Monday, Sep. 08, 1930
Married. Henry Louis Mencken, editor of American Mercury, utterer of exuberancies and abominations; and Sara Powell Haardt, Mercury contributor; at the Church of St. Stephen the Martyr in Baltimore.
Married. Edward William Mahan, 38, famed Harvard footballer, crack halfback during three years (1914 to 1916) when Harvard lost only one game (to Cornell, 19-15), onetime head coach of Harvard baseball, for the past three years an employe of Manhattan bankers and brokers; and Beryl Boardman of Natick, Mass., his friend since childhood; at the rectory of St. Patrick's Cathedral, Manhattan.
Appointed. Benjamin ("Benny") Leonard, longtime (1917-25) World Light- weight Champion: to coach boxing at the School of Business of the City College of New York.
Resigned. Roy Archibald Young, one-time governor of the Federal Reserve Bank in Minneapolis: from the governorship of the U. S. Federal Reserve Board (public office, salary $12,000), to replace the late William P. Gould Harding as governor of the Federal Reserve Bank in Boston (private office, salary $30,000). In 1923 Mr. Harding also resigned the governorship of the U. S. board to accept that of the Boston bank. (See p. 13.)

(Records from a data collection)
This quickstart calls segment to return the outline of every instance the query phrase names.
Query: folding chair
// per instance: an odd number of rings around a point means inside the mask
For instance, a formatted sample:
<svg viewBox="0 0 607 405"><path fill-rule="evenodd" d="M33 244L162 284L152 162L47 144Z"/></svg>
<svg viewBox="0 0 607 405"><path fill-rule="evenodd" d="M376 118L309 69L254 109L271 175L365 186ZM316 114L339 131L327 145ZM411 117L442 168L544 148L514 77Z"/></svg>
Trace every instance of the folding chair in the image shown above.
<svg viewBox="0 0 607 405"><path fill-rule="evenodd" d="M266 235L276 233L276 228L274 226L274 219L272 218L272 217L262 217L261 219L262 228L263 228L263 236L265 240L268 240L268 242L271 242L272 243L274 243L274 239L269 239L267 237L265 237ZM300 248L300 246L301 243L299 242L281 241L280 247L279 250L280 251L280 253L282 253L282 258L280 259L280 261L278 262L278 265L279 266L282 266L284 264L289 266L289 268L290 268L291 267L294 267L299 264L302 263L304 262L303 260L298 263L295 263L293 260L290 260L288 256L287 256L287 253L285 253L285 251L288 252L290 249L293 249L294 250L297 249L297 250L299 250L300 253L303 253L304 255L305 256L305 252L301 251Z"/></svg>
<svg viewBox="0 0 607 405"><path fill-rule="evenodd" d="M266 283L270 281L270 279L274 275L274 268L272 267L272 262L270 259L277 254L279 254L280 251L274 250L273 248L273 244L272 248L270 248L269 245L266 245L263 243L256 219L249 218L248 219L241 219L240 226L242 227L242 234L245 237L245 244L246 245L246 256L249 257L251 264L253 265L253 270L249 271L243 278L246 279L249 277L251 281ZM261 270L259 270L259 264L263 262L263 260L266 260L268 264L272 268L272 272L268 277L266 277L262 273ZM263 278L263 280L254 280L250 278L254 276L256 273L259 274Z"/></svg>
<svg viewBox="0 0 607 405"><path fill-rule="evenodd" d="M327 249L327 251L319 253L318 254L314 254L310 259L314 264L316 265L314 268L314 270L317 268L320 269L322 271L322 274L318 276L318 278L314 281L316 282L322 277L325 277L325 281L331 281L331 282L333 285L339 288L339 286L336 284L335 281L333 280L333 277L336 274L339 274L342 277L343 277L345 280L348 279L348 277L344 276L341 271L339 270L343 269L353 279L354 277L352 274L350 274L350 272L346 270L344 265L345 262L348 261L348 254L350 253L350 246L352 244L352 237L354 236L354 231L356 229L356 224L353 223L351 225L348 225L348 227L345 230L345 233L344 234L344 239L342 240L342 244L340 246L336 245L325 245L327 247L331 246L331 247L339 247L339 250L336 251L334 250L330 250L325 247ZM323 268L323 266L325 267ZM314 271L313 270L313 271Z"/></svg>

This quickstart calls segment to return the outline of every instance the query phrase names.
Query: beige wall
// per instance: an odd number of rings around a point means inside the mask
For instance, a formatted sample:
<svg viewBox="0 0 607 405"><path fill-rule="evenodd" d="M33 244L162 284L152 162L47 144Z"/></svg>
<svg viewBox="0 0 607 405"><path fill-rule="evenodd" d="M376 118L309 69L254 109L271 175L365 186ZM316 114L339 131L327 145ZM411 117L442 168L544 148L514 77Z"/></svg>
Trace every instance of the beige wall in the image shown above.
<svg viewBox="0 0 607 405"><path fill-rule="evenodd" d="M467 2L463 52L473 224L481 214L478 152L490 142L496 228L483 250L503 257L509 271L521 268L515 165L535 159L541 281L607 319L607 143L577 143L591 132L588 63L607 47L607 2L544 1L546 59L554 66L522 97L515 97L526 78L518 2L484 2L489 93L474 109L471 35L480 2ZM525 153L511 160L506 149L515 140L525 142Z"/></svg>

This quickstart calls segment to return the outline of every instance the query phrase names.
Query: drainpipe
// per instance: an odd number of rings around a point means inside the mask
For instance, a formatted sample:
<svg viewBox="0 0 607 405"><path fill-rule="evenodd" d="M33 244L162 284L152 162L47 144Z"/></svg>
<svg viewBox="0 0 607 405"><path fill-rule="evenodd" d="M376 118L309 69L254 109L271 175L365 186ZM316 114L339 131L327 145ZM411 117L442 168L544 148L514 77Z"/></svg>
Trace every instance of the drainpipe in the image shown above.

• _ABOUT THIS EXERCISE_: Please say whether each statement agrees with the 1930 milestones notices, answering yes or no and quoting the words of the notices that settle it. (a) Mencken and Sara Powell Haardt were married in Baltimore. (b) During Mahan's three years as halfback, Harvard's only loss was to Yale. (c) Roy Archibald Young's post on the U. S. Federal Reserve Board paid more than the Boston bank governorship.

• _REPLY TO THE TASK_:
(a) Yes: "at the Church of St. Stephen the Martyr in Baltimore."
(b) No: "Harvard lost only one game (to Cornell, 19-15)."
(c) No: "(public office, salary $12,000)" versus "(private office, salary $30,000)."